## BEGIN

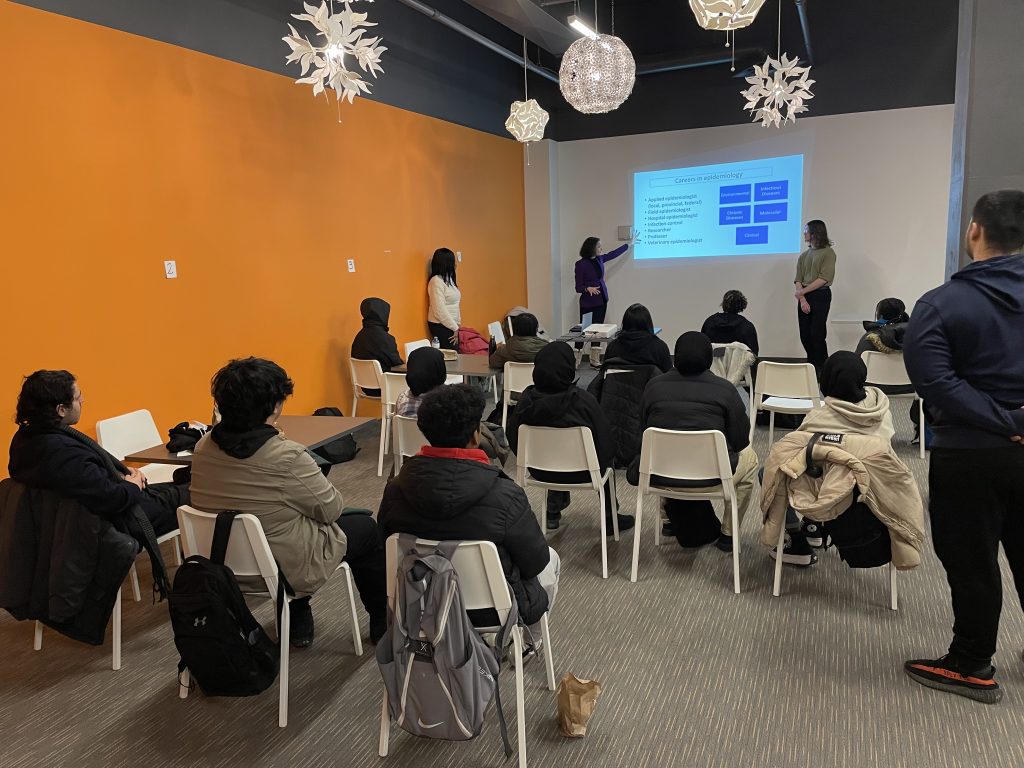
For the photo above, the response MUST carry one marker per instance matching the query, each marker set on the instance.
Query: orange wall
(119, 152)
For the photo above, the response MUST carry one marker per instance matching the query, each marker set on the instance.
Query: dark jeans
(814, 327)
(443, 334)
(977, 501)
(161, 501)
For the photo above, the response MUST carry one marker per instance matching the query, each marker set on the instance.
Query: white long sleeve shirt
(443, 303)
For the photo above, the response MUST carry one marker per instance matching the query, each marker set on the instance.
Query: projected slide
(729, 209)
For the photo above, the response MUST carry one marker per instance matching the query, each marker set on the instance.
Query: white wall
(880, 180)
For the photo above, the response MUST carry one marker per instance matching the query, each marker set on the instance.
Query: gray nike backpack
(439, 673)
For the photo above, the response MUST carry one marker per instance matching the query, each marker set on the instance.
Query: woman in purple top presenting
(590, 276)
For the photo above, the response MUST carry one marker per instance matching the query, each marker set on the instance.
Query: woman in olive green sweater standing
(815, 272)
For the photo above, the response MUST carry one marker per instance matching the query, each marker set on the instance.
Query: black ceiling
(868, 54)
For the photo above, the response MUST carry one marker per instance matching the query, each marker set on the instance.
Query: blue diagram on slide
(729, 209)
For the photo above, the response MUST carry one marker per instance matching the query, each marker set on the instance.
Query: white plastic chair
(777, 584)
(394, 385)
(889, 370)
(686, 456)
(517, 377)
(482, 584)
(126, 434)
(408, 439)
(249, 555)
(37, 640)
(453, 379)
(792, 388)
(566, 450)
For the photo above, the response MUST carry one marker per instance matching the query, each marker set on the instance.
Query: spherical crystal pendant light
(597, 74)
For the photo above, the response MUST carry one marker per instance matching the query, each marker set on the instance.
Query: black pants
(977, 501)
(161, 501)
(814, 327)
(443, 334)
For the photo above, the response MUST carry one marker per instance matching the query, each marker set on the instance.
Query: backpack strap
(221, 532)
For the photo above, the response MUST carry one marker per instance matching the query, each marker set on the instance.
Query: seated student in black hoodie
(637, 344)
(692, 398)
(729, 326)
(555, 400)
(373, 342)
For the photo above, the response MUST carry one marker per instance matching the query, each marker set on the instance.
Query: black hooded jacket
(640, 348)
(963, 351)
(373, 342)
(555, 400)
(461, 499)
(725, 328)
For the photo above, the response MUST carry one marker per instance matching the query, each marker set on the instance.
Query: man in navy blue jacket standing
(965, 353)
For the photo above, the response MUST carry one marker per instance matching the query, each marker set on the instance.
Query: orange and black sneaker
(948, 675)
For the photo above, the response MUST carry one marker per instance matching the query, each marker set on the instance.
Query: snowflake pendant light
(526, 121)
(778, 85)
(597, 75)
(725, 14)
(343, 44)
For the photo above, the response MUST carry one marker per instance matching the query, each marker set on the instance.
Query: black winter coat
(620, 393)
(725, 328)
(59, 563)
(697, 402)
(374, 342)
(572, 408)
(51, 460)
(640, 348)
(462, 499)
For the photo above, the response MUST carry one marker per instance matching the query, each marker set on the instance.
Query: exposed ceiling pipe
(654, 66)
(802, 10)
(477, 38)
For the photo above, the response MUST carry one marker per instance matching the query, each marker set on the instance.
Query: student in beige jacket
(246, 464)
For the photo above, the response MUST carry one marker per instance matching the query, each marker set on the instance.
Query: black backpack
(340, 451)
(219, 641)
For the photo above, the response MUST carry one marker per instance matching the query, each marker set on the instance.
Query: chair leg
(893, 594)
(384, 743)
(604, 531)
(735, 546)
(921, 426)
(284, 634)
(116, 662)
(637, 527)
(614, 507)
(133, 576)
(520, 694)
(382, 448)
(779, 546)
(549, 658)
(356, 636)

## END

What to work on: All records above are to be printed exactly, minus the pictures they contain.

Solution to the exercise:
For the photo above, the response MUST carry one marker per instance matching the query, each marker set on the instance.
Query: orange wall
(119, 152)
For the photo above, the response MUST carry one marker per instance matching the query, each marker set on the instance.
Query: dark jeans
(814, 327)
(443, 334)
(977, 501)
(161, 501)
For the photo above, the response MUST carry one marker per instance matching the query, each marker set on the instance.
Query: white long sleeve shirt
(443, 303)
For the photo above, the response MUST carry one marker per instance matching the query, each marker set on the instance.
Query: projected slide
(729, 209)
For the photo above, the response MUST carry one marker per instance matching the query, each marker set on the instance.
Query: white wall
(880, 180)
For the photo above, the response MUST carry one marker per instance matching the query, each marker set on the instance.
Query: gray nike backpack
(439, 673)
For the photo above, the response MUST carry one marker per instance matching the query, each marker set on the instance.
Query: woman in purple top presenting
(590, 276)
For the photo above, the response MUST carry one marker per instance matching the query, each marker set on the instance.
Query: woman in olive green sweater standing
(815, 272)
For the photo above, the response MUST carry one marker per instance matching the query, each marker set on the instance.
Query: black ceiling
(868, 54)
For the photo above, the response MUST carry one marker per instance matching the query, each marker set on the instance.
Query: blue diagram on slide
(729, 209)
For the photo above, the response MUST carry one marker per instance matching the query, each marker set on the instance.
Query: white plastic chair
(777, 584)
(394, 385)
(889, 370)
(686, 456)
(517, 377)
(482, 584)
(126, 434)
(408, 439)
(249, 555)
(37, 640)
(453, 379)
(792, 388)
(566, 450)
For the photo above, the response MUST carry one marker per instance matching the query, each marker set on the instance.
Query: spherical crystal pendant light
(597, 74)
For the photo above, the response MUST carry one marker per instance matching the query, each marker set on the instance.
Query: black pants
(977, 501)
(161, 501)
(814, 327)
(443, 334)
For the photo above, the response MUST carry one marker per instance matching the query, each marker set on the instance.
Query: backpack strap
(221, 532)
For the photo above, the response MUST carry one marker per instance matching the query, each marker set on the instance.
Query: seated student in black hoodie
(637, 344)
(692, 398)
(729, 326)
(555, 400)
(373, 342)
For the photo above, the response MUST carry one marker per instance matching the query, each marker set on the instance.
Query: black hooded jacket
(640, 348)
(963, 351)
(373, 342)
(555, 400)
(461, 499)
(725, 328)
For the photo above, the response MUST carry one marker per instance matching the query, each marker set on the instance.
Query: man in navy blue jacket standing
(965, 353)
For the photo above, the response MUST carry one marker per instance matching the query, each marker set on the instance.
Query: orange and black sneaker
(948, 675)
For the photo above, the response MUST carry one marker per instance matching the query, each marker set on the instance.
Query: snowflake pendant light
(526, 121)
(778, 85)
(597, 75)
(725, 14)
(343, 44)
For the photo above, the response MUST carry one marker per instance matching the query, each marker set on the instance.
Query: black winter coat
(620, 393)
(725, 328)
(59, 563)
(697, 402)
(374, 342)
(572, 408)
(51, 460)
(640, 348)
(462, 499)
For the photo above, the response MUST carry one marker per instance matching the query, each marker set on the instance.
Query: exposed ceiling pipe
(654, 66)
(802, 10)
(477, 38)
For the photo above, the response MUST carry one marker per instance matching the query, each marker set on the instance.
Query: student in beige jacket
(246, 464)
For the photo above, the response MUST carry one marker per instance matching the query, each marker set on the instance.
Query: black backpack
(340, 451)
(219, 641)
For the photo above, the response MUST carry one marker per instance matching the query, each marker set on the instance.
Query: chair leg
(893, 594)
(384, 743)
(604, 531)
(735, 546)
(921, 426)
(284, 634)
(116, 662)
(637, 527)
(614, 507)
(133, 576)
(520, 694)
(382, 448)
(779, 546)
(549, 658)
(356, 636)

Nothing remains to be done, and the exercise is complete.